This is hard for me to search for in English; I tried google:"used a tanka" -poem -poetry to try to find English uses unrelated to the attested poem-related sense, but no dice. I can't tell if this is because etym 2 is bogus, or just that my google-fu is failing me.
I can find the "strong, forceful expression", but only italicized:
1980, The Tsuda Review - Issues 25-30, page 60:
In order to give thrust to a tanka there has to be some striking logical or at least more or less convincing psychological development or escalation in the enumeration of epithets.
1990, Heinz Morioka, Miyoko Sasaki, Rakugo, the Popular Narrative Art of Japan, page 45:
Cutting a tanka is most difficult. If you don't get a firm grip on yourself you won't succeed, ” says the hanashika, when he sometimes inserts an admonition of his own into the story.
2008, Lorie Brau ·, Rakugo, page 72:
For example, while the scholar wages a reasoned argument, the artisan uses invective (“cuts a tanka”).

************

- _Problems and tasks_:
**A)** Answer these questions from the discussion of the word "tanka":
(i) Which search did the writer try on Google?
(ii) In what year was "Rakugo, the Popular Narrative Art of Japan" published, according to the citation?
(iii) In the 2008 quotation, who uses invective?
**B)** List every source title that the discussion of the word "tanka" cites.
**C)** Pick up the discussion of the word "tanka" right after its last quotation and add a few more sentences in the same style.

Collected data

************

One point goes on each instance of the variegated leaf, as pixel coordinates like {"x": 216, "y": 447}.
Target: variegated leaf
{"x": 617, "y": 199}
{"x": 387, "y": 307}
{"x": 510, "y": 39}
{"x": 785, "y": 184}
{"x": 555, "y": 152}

************

- _Solved problems_:
**A)**
(i) "used a tanka" -poem -poetry
(ii) 1990
(iii) The artisan

**B)**
The Tsuda Review - Issues 25-30
Rakugo, the Popular Narrative Art of Japan
Rakugo

**C)**
2011, Rakefet Sela-Sheffy, Miriam Shlesinger, Identity and Status in the Translational Professions, page 197:
It was only after the meeting, when others were saying how Kono's remarks in Japanese were, in effect, tanka wo kitta that he realized the Minister had meant his statement to be angry: Torikai: So you did not see it as a tanka.
Thank you @Kiwima. Those look to me like cases of consciously using a Japanese term as Japanese, within an English-laguage context. The publication titles are also all related to Japanese culture or to professional translation, further suggesting that this might be code switching.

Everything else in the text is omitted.